**Task requirements**
From the listing below, copy out every line that contains the word "white".

+++

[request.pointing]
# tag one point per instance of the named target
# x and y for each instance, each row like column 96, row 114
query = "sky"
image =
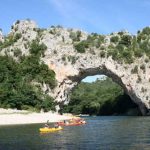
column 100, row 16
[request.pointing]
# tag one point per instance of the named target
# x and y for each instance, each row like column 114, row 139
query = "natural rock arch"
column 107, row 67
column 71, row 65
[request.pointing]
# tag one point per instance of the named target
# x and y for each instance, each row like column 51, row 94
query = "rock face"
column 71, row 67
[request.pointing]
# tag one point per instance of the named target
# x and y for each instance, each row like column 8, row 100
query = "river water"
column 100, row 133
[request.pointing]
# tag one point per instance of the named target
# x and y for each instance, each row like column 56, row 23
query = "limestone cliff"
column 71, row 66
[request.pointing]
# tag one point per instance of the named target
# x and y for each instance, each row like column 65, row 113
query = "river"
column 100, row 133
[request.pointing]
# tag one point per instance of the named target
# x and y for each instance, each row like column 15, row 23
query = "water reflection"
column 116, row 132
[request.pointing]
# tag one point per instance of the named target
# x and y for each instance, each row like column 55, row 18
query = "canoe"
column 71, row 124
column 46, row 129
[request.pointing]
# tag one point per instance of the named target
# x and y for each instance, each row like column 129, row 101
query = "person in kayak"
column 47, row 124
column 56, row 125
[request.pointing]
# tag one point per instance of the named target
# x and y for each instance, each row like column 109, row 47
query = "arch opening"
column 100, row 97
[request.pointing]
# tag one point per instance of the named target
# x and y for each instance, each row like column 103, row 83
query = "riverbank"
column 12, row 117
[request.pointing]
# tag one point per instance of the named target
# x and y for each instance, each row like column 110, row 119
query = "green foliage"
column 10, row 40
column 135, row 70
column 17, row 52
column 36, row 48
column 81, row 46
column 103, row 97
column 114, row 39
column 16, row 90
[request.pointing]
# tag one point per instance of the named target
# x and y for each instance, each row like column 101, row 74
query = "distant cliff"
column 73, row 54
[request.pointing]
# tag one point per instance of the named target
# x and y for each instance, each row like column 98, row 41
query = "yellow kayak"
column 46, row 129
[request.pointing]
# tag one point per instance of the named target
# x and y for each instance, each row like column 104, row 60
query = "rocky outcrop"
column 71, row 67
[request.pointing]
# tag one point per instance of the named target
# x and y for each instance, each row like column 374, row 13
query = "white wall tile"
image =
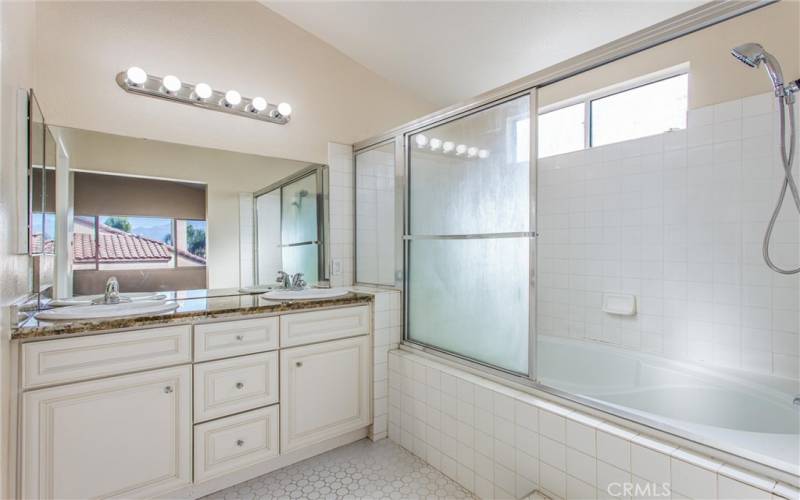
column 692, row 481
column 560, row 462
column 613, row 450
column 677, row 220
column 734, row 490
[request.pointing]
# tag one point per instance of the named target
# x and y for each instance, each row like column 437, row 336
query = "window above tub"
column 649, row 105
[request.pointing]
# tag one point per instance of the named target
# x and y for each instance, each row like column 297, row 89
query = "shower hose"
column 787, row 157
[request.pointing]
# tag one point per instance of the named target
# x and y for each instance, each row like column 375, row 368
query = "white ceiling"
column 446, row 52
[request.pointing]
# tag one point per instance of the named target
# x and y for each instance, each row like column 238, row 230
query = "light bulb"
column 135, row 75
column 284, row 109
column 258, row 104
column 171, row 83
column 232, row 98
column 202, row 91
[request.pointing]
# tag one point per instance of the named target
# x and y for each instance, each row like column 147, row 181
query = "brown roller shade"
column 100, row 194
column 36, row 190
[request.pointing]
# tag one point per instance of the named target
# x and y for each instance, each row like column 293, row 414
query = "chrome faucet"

+++

**Written answer**
query = "white wall tile"
query = "white ceiling"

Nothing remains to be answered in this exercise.